──────── Excerpted records

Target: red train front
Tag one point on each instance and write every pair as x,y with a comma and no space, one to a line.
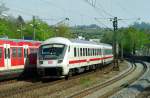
16,56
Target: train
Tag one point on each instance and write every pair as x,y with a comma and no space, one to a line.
62,57
16,56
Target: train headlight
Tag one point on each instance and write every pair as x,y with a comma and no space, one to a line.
59,61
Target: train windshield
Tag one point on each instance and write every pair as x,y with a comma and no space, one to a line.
52,51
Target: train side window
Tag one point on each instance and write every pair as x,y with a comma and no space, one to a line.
5,53
14,52
1,53
83,51
19,52
78,51
93,51
86,52
90,52
8,53
75,53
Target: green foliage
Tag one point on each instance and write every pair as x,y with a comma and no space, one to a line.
63,31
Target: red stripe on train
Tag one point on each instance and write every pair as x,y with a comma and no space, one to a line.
85,60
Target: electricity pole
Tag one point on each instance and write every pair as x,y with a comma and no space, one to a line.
115,43
34,26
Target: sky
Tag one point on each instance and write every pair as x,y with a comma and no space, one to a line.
80,12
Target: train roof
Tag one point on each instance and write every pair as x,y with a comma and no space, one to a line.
19,40
66,41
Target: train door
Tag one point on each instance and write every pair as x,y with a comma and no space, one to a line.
17,58
7,60
2,66
25,53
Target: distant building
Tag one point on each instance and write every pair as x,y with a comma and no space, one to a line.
95,40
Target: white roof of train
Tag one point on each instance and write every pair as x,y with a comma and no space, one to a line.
66,41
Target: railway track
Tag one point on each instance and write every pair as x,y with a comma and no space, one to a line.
37,85
7,82
100,87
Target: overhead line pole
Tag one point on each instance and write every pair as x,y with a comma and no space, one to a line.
34,26
115,43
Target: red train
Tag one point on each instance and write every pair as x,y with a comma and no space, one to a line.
16,56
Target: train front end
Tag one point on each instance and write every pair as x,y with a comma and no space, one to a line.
50,60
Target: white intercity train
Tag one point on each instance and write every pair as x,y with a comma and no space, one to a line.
62,57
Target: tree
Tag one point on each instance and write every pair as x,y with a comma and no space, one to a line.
63,31
3,8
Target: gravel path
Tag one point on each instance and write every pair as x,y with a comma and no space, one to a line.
135,89
60,90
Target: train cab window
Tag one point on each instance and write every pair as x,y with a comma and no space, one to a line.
14,52
83,51
75,53
19,52
1,52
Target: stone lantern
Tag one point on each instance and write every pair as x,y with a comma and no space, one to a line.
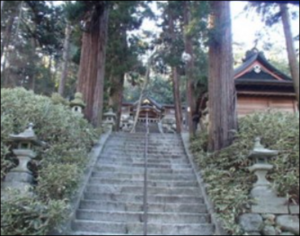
78,104
20,178
266,200
110,119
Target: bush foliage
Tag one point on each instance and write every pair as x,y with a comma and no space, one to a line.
57,168
226,172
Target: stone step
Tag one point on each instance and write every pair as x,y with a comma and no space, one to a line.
166,151
141,158
140,161
141,146
151,177
150,165
138,217
140,183
117,189
177,208
138,198
137,169
137,228
154,149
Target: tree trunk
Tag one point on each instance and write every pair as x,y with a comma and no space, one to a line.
92,69
7,34
222,93
190,68
177,100
2,4
116,97
7,41
175,79
66,53
147,78
294,66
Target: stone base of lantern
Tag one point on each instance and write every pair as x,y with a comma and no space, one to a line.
21,177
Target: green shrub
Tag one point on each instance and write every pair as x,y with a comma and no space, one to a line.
57,167
30,216
226,174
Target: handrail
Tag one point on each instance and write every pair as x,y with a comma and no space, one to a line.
146,178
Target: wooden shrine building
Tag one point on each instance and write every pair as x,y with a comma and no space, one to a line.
260,86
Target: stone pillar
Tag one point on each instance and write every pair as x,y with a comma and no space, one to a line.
265,197
109,119
20,178
78,105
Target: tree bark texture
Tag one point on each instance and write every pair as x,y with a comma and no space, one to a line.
175,78
294,66
92,69
116,97
66,53
144,88
222,92
190,68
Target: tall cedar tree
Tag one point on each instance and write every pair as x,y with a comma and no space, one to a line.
222,93
190,67
175,75
122,56
92,61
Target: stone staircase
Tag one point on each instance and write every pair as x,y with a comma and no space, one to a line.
113,200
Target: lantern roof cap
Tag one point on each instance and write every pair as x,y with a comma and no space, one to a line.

────────────────

» What you will do
State how many lines of the entries include the string "front", with nothing besides the number.

» Task result
2